Dataset rows:
## Begin

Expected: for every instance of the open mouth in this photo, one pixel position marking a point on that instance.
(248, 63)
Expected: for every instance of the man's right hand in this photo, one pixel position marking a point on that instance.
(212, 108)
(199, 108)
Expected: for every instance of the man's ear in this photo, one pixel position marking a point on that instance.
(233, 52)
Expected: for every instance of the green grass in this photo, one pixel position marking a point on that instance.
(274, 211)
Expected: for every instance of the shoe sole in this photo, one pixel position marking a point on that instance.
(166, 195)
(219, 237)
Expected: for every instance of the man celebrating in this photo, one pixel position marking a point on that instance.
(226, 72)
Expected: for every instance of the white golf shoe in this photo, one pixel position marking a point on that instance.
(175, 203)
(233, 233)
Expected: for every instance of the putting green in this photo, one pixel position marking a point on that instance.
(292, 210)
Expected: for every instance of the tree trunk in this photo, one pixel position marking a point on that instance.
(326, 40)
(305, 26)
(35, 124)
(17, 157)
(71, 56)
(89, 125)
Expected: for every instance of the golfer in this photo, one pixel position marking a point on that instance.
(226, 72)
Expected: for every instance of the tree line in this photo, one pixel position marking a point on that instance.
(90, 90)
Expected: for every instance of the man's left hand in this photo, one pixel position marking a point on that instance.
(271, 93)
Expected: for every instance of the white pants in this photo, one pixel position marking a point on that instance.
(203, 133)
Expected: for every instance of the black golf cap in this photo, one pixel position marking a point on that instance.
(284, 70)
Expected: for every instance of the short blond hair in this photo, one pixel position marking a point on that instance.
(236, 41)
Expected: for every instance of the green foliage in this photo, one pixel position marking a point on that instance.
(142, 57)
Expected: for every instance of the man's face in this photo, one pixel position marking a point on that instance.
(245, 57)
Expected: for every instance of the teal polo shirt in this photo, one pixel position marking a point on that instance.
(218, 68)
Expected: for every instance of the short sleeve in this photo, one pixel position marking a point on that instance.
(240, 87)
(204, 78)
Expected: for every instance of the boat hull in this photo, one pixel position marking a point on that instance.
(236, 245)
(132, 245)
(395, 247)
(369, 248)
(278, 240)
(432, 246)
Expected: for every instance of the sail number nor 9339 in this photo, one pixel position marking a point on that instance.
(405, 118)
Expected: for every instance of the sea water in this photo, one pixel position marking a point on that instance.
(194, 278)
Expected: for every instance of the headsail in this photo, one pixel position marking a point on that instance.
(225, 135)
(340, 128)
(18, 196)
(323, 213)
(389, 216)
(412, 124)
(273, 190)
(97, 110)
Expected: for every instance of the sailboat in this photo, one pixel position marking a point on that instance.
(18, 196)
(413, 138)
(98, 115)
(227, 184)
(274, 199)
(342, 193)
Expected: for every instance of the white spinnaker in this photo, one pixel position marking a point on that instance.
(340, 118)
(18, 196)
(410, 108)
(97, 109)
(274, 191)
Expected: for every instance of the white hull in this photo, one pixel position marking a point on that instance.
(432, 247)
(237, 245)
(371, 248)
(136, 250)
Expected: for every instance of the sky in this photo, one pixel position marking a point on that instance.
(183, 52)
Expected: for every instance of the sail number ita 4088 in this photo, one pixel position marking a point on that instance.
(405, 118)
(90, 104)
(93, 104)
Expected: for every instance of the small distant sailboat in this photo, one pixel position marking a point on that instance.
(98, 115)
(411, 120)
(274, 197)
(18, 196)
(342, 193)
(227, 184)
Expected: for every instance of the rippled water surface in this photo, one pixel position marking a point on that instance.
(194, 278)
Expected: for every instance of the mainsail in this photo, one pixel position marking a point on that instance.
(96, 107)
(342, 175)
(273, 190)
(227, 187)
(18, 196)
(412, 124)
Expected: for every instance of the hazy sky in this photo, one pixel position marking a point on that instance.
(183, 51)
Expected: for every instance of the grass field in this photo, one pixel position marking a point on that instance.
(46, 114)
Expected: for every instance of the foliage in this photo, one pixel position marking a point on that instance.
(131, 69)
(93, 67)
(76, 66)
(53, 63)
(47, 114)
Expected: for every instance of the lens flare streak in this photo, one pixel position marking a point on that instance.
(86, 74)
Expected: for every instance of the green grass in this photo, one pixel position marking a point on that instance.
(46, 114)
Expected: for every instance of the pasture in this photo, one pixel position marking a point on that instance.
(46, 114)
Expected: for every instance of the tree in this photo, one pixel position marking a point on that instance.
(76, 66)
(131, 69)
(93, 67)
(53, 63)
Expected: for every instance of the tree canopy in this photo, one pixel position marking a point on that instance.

## End
## Begin

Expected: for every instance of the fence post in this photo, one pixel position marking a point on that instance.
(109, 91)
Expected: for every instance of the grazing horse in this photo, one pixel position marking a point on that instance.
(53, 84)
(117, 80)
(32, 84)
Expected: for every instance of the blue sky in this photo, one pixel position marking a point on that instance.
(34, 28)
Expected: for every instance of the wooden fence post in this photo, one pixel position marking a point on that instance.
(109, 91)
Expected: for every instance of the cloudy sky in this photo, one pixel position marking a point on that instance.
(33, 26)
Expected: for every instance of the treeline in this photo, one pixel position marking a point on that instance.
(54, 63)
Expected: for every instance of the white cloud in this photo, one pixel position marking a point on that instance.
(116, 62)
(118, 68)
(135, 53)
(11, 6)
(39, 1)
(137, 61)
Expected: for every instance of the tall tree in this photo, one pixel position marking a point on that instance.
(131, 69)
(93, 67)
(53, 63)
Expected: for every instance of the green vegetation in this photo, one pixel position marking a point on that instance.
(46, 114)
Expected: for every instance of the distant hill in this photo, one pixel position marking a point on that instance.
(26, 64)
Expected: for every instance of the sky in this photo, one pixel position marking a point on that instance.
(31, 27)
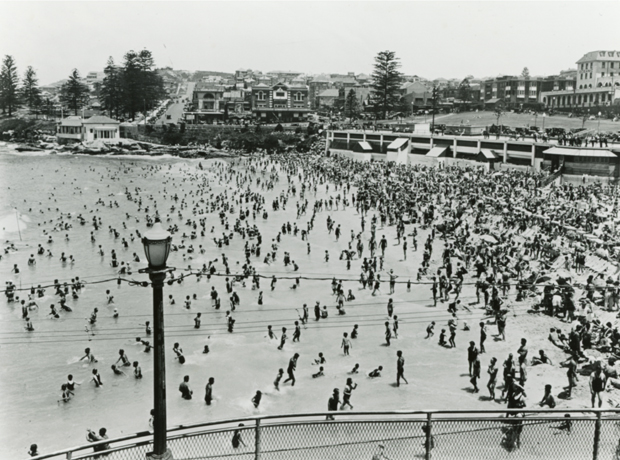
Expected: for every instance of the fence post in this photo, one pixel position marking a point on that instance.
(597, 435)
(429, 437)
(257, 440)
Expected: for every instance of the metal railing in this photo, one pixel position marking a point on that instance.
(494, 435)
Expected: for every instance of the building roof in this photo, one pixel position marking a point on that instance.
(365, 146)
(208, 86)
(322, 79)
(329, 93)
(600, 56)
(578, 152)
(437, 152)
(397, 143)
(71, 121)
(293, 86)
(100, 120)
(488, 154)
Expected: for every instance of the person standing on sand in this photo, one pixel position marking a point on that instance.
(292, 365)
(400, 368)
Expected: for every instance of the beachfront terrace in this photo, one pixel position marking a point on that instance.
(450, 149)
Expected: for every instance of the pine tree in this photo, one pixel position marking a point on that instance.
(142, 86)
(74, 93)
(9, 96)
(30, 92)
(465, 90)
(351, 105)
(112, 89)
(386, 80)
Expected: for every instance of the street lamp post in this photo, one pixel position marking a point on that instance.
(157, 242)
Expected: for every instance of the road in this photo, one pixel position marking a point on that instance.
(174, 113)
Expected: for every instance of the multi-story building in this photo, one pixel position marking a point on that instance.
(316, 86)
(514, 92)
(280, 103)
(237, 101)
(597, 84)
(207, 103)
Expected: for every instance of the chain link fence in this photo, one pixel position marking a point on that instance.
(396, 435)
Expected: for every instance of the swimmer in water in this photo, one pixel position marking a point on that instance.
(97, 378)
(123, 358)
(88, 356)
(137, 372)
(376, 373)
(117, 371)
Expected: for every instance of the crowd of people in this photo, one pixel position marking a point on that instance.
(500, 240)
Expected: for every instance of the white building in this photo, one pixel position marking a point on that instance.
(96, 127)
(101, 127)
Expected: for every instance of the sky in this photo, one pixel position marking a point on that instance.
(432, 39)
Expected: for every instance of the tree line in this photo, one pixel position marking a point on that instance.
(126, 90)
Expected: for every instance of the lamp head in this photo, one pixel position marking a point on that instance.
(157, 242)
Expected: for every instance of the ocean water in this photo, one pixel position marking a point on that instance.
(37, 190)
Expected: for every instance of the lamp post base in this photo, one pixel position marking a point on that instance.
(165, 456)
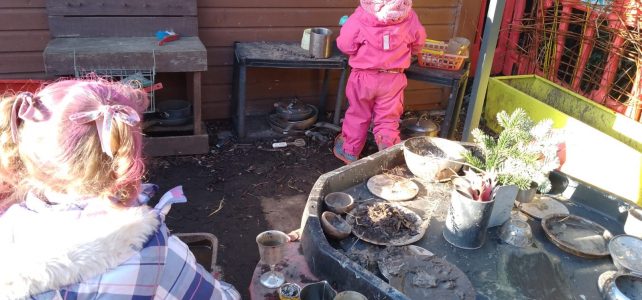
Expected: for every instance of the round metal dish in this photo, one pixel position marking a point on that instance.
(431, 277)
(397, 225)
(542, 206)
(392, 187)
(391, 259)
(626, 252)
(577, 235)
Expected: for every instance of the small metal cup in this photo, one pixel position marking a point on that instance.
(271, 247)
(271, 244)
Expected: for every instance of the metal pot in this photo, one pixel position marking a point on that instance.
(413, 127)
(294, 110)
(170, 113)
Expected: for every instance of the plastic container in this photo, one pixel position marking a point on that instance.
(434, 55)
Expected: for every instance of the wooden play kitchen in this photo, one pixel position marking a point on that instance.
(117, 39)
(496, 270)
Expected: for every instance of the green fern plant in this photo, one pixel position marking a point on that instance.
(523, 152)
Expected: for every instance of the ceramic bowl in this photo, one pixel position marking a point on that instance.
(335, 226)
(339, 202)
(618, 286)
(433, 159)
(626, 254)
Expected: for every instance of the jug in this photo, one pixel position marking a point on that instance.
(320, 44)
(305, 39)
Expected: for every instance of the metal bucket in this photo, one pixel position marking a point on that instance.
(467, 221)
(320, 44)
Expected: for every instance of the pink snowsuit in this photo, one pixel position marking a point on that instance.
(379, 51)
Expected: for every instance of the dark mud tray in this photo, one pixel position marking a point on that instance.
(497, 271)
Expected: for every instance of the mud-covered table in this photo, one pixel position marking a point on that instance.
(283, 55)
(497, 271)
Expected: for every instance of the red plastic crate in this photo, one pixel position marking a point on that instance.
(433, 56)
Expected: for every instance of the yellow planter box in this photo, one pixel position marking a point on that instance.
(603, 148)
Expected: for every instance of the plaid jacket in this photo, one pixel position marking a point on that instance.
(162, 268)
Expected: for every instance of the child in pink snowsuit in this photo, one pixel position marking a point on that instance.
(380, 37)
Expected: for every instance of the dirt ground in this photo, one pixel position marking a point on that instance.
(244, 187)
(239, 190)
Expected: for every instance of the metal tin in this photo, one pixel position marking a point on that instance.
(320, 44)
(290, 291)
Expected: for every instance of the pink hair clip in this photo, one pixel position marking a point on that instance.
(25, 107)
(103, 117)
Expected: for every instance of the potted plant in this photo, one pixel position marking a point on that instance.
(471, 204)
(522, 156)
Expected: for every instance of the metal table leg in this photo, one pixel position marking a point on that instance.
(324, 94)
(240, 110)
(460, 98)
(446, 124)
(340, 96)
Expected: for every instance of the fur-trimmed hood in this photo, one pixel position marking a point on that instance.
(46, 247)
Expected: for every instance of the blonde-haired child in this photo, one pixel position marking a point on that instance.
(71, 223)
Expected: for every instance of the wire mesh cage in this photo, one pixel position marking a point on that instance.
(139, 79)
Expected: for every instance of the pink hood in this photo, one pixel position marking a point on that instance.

## End

### The task
Count the lines in the material that contain the string "short", and reply with the number alone.

### Output below
2